» ENTRIES
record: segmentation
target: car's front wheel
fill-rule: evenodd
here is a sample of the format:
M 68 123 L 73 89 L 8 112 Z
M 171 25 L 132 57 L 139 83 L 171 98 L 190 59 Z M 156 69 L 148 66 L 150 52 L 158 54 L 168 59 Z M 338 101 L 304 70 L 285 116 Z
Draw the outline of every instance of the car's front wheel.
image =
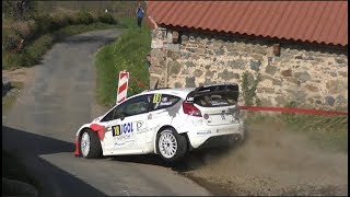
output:
M 101 158 L 102 149 L 97 132 L 85 129 L 80 136 L 80 154 L 83 158 Z
M 178 161 L 187 152 L 187 139 L 177 134 L 174 128 L 163 129 L 158 134 L 156 152 L 166 162 Z

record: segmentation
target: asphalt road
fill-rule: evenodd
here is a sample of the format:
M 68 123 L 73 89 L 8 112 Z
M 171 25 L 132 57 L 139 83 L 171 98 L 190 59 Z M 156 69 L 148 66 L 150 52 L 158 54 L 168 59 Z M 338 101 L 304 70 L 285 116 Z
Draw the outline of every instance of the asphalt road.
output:
M 95 108 L 93 55 L 120 30 L 80 34 L 56 44 L 36 66 L 2 126 L 2 147 L 25 161 L 42 196 L 210 195 L 160 162 L 136 157 L 74 158 L 77 129 Z M 156 160 L 156 157 L 148 158 Z

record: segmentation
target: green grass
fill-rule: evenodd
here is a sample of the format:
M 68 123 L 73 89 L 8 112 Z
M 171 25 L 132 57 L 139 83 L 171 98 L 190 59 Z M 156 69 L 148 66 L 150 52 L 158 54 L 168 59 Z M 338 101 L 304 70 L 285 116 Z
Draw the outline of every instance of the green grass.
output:
M 2 150 L 2 177 L 25 182 L 36 188 L 39 186 L 36 179 L 28 175 L 27 170 L 21 160 L 4 150 Z
M 50 34 L 39 36 L 37 39 L 28 43 L 26 47 L 21 51 L 13 54 L 11 51 L 2 53 L 2 68 L 11 69 L 19 67 L 31 67 L 39 62 L 42 56 L 56 43 L 63 38 L 80 34 L 83 32 L 94 30 L 106 30 L 120 27 L 121 25 L 106 24 L 106 23 L 92 23 L 92 24 L 79 24 L 69 25 L 55 31 Z
M 11 85 L 18 90 L 22 90 L 24 84 L 22 82 L 11 82 Z M 2 97 L 2 115 L 7 115 L 9 109 L 13 106 L 13 104 L 15 103 L 15 94 L 8 94 Z
M 145 56 L 151 50 L 151 31 L 145 24 L 142 24 L 140 31 L 135 19 L 122 19 L 121 25 L 127 30 L 116 42 L 103 47 L 95 58 L 97 102 L 105 106 L 115 104 L 118 74 L 121 70 L 127 70 L 138 81 L 149 85 Z M 129 80 L 128 96 L 142 91 L 144 88 Z

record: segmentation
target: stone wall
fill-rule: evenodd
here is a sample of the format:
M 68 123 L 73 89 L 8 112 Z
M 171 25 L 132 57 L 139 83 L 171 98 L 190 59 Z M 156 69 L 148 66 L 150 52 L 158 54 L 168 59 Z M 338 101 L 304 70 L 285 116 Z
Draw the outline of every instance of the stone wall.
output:
M 173 44 L 171 30 L 158 30 L 152 33 L 151 84 L 160 80 L 159 86 L 170 88 L 241 85 L 242 73 L 248 71 L 252 79 L 261 76 L 257 96 L 262 106 L 296 102 L 304 107 L 348 107 L 346 48 L 281 43 L 280 56 L 275 56 L 273 44 L 265 38 L 194 32 L 180 32 L 179 43 Z

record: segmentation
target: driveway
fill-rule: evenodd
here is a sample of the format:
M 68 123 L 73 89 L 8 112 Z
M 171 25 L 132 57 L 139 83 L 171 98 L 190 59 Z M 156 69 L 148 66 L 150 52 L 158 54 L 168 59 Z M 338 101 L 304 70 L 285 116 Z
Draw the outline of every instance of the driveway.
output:
M 42 196 L 210 195 L 168 167 L 139 158 L 73 157 L 77 129 L 104 113 L 95 104 L 93 56 L 120 33 L 89 32 L 56 44 L 9 112 L 3 149 L 23 159 L 43 186 Z

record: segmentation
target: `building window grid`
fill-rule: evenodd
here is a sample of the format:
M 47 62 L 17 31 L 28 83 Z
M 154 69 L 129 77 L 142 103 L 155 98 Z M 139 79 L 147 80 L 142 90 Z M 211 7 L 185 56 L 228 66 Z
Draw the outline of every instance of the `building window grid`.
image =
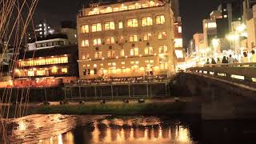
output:
M 91 26 L 91 31 L 92 32 L 98 32 L 98 31 L 102 31 L 102 24 L 101 23 L 95 23 L 93 24 Z
M 81 33 L 86 34 L 89 33 L 89 26 L 88 25 L 83 25 L 81 26 Z
M 142 18 L 142 26 L 152 26 L 153 19 L 152 17 L 145 17 Z
M 127 27 L 138 27 L 138 19 L 133 18 L 133 19 L 128 19 L 127 20 Z
M 18 62 L 18 66 L 42 66 L 42 65 L 51 65 L 59 63 L 67 63 L 68 57 L 53 57 L 53 58 L 39 58 L 36 59 L 21 60 Z
M 114 30 L 114 22 L 105 22 L 105 30 Z
M 114 37 L 110 37 L 107 38 L 106 40 L 106 44 L 110 45 L 114 43 Z
M 101 38 L 94 39 L 94 46 L 101 46 L 101 45 L 102 45 L 102 39 Z
M 138 42 L 138 35 L 130 35 L 129 37 L 129 42 Z
M 164 24 L 166 22 L 166 18 L 164 15 L 158 15 L 156 17 L 156 23 L 158 25 Z

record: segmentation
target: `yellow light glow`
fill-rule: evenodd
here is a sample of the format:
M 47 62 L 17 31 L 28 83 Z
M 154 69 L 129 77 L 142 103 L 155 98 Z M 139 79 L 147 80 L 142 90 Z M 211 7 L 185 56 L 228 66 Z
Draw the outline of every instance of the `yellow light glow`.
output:
M 242 24 L 236 28 L 237 31 L 242 32 L 246 29 L 246 26 L 245 24 Z

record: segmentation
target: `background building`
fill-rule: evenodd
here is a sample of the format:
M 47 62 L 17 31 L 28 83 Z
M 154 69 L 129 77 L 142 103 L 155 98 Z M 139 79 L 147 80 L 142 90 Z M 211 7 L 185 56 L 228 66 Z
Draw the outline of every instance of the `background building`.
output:
M 14 70 L 15 87 L 51 87 L 77 80 L 78 46 L 62 46 L 21 52 Z
M 172 1 L 94 3 L 78 14 L 80 78 L 171 75 Z

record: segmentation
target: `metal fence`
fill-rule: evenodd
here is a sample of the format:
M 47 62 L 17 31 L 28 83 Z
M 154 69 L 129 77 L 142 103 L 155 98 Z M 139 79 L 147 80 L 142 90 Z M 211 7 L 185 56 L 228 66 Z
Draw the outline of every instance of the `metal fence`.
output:
M 170 95 L 169 82 L 80 85 L 64 87 L 67 100 L 159 98 Z

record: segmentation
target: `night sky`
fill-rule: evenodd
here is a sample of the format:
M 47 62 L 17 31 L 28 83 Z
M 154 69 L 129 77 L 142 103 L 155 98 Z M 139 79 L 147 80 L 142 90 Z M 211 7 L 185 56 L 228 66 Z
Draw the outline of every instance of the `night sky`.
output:
M 52 27 L 58 27 L 63 20 L 76 21 L 78 10 L 89 0 L 39 0 L 34 14 L 36 21 L 46 19 Z M 217 9 L 218 0 L 180 0 L 184 41 L 192 38 L 193 34 L 202 32 L 202 19 Z

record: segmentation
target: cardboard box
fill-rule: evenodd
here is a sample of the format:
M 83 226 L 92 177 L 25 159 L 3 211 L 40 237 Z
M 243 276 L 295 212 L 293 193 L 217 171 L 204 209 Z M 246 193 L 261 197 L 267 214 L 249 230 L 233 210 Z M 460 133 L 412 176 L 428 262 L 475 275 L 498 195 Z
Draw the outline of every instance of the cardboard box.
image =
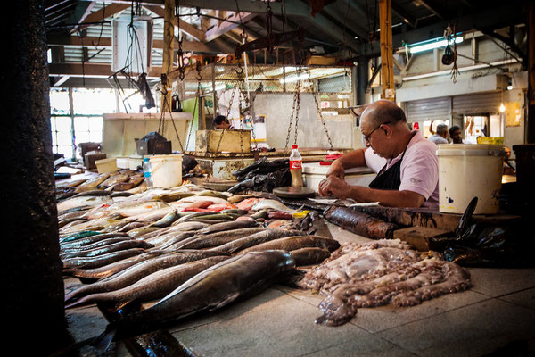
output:
M 84 156 L 84 166 L 87 170 L 96 169 L 96 164 L 95 163 L 97 160 L 105 159 L 107 155 L 105 154 L 86 154 Z
M 223 130 L 198 130 L 195 138 L 195 150 L 199 153 L 251 152 L 251 130 L 226 129 L 225 134 Z

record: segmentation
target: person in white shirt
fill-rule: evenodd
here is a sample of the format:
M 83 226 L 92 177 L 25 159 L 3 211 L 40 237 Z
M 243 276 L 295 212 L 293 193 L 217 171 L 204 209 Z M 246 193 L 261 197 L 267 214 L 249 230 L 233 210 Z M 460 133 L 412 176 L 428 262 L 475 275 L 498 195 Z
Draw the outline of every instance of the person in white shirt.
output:
M 401 108 L 384 99 L 374 102 L 360 116 L 360 128 L 366 147 L 336 159 L 318 185 L 319 194 L 391 207 L 438 208 L 437 145 L 408 129 Z M 377 172 L 368 187 L 345 181 L 345 170 L 362 166 Z
M 449 144 L 449 142 L 446 137 L 448 137 L 448 126 L 446 124 L 439 124 L 437 125 L 437 132 L 429 137 L 429 140 L 432 141 L 436 145 Z
M 463 144 L 463 137 L 461 137 L 461 129 L 457 126 L 449 128 L 449 137 L 451 144 Z

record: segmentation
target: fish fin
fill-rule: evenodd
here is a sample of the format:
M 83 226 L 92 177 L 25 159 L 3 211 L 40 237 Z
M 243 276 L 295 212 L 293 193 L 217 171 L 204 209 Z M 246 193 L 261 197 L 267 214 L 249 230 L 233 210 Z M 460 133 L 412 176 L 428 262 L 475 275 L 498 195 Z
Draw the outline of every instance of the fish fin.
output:
M 119 311 L 119 310 L 120 310 L 120 309 L 124 308 L 125 306 L 127 306 L 127 305 L 128 305 L 128 304 L 129 304 L 130 303 L 132 303 L 132 300 L 127 300 L 127 301 L 123 301 L 123 302 L 117 303 L 115 304 L 115 306 L 113 307 L 113 310 L 114 310 L 115 311 Z

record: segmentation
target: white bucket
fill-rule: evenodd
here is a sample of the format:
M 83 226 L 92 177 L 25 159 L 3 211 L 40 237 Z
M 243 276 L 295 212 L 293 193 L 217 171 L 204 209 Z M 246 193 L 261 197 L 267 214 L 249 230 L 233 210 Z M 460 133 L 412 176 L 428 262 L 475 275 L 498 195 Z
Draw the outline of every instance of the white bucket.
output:
M 506 151 L 498 145 L 439 145 L 439 211 L 464 213 L 473 197 L 473 214 L 499 211 L 503 160 Z
M 149 161 L 154 187 L 174 187 L 182 185 L 182 155 L 154 155 Z

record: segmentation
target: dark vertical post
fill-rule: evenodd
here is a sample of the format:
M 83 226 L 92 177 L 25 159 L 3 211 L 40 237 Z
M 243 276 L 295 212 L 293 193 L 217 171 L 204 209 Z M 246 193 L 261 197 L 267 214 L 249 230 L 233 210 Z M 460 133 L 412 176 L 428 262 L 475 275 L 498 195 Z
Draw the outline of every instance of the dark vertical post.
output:
M 535 143 L 535 0 L 528 4 L 528 118 L 526 143 Z
M 48 355 L 70 341 L 59 258 L 43 2 L 12 4 L 3 102 L 3 306 L 16 354 Z
M 364 105 L 368 104 L 367 95 L 366 90 L 369 79 L 369 63 L 368 58 L 359 58 L 357 62 L 357 104 Z

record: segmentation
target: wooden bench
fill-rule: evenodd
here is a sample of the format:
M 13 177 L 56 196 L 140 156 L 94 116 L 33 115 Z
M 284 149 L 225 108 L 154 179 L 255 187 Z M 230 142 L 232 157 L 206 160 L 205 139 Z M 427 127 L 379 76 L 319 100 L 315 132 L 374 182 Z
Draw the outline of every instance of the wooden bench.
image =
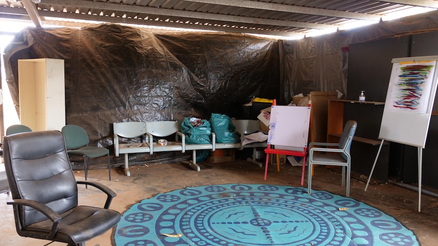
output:
M 257 122 L 258 126 L 260 125 L 258 121 L 254 121 Z M 254 123 L 252 122 L 250 124 L 254 126 Z M 249 160 L 248 158 L 248 161 L 253 161 L 261 166 L 261 163 L 258 163 L 255 160 L 256 148 L 267 146 L 266 142 L 254 143 L 253 144 L 243 145 L 244 135 L 254 132 L 253 129 L 248 129 L 248 126 L 245 127 L 239 125 L 236 127 L 237 131 L 240 134 L 240 142 L 233 144 L 217 143 L 215 134 L 212 132 L 211 143 L 203 144 L 186 144 L 185 135 L 180 131 L 180 125 L 178 122 L 176 121 L 114 122 L 113 123 L 113 126 L 114 153 L 117 157 L 122 154 L 124 155 L 124 168 L 127 176 L 130 175 L 129 169 L 129 154 L 148 153 L 153 155 L 154 153 L 159 152 L 181 151 L 181 153 L 185 153 L 186 151 L 191 150 L 192 160 L 189 161 L 189 164 L 194 169 L 200 171 L 201 168 L 196 163 L 197 150 L 207 150 L 214 151 L 216 149 L 236 148 L 243 150 L 244 148 L 253 148 L 253 159 Z M 258 128 L 257 130 L 258 130 Z M 164 140 L 163 138 L 168 138 L 173 134 L 175 134 L 174 141 Z M 160 141 L 163 143 L 160 143 Z
M 128 154 L 137 153 L 149 153 L 150 148 L 147 143 L 146 134 L 146 123 L 141 122 L 113 123 L 114 148 L 115 156 L 124 154 L 124 172 L 130 176 L 128 167 Z M 120 143 L 119 138 L 136 138 L 134 143 Z

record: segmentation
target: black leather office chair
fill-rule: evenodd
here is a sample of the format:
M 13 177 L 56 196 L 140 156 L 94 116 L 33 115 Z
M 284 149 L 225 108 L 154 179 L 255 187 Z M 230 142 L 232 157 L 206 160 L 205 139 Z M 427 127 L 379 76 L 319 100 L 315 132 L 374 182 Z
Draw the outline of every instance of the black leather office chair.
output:
M 13 205 L 20 236 L 83 246 L 120 221 L 120 214 L 108 209 L 114 192 L 97 182 L 76 181 L 61 132 L 5 136 L 3 147 L 13 199 L 8 204 Z M 105 192 L 104 208 L 78 205 L 78 184 Z

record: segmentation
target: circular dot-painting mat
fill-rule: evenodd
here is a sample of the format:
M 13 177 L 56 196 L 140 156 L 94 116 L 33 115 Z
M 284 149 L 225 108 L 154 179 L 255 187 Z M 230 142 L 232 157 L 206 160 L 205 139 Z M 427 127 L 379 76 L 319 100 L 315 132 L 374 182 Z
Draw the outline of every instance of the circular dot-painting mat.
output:
M 392 217 L 303 188 L 228 184 L 177 190 L 126 211 L 117 246 L 418 245 Z

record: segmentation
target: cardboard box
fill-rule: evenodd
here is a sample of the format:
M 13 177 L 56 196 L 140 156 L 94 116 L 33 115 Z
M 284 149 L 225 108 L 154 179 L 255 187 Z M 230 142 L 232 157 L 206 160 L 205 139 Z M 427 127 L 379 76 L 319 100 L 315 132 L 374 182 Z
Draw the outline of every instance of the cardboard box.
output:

» EXERCISE OBJECTIVE
Copy the records word for word, starting at their first line and stopping after the line that contains "M 95 108 L 93". Omit the pictures from your copy.

» WORKED SOLUTION
record: segmentation
target: car's front wheel
fill-rule: evenodd
here is a sample of the format:
M 68 123 L 73 89 L 8 112 Z
M 171 25 L 132 57 L 139 83 L 171 98 L 190 59 Z M 156 69 L 148 66 L 150 52 L 158 54 L 168 59 Z M 338 101 L 304 70 L 285 116 Z
Draw the outline of every instance of the car's front wheel.
image =
output:
M 101 158 L 102 149 L 97 132 L 85 129 L 80 136 L 80 154 L 83 158 Z
M 178 161 L 187 152 L 187 139 L 177 134 L 174 128 L 163 129 L 158 134 L 156 152 L 166 162 Z

record: segmentation
target: asphalt road
fill-rule: evenodd
here is a sample of the format:
M 68 123 L 73 89 L 8 112 Z
M 171 25 L 132 57 L 139 83 L 171 98 L 190 59 Z M 156 69 L 148 66 L 150 52 L 158 54 L 168 59 Z M 338 101 L 304 70 L 285 116 Z
Draw the outline of every instance of the asphalt road.
output:
M 95 108 L 93 55 L 120 30 L 80 34 L 56 44 L 36 66 L 2 126 L 2 147 L 25 161 L 42 196 L 210 195 L 160 162 L 136 157 L 74 158 L 77 129 Z M 156 160 L 156 157 L 148 158 Z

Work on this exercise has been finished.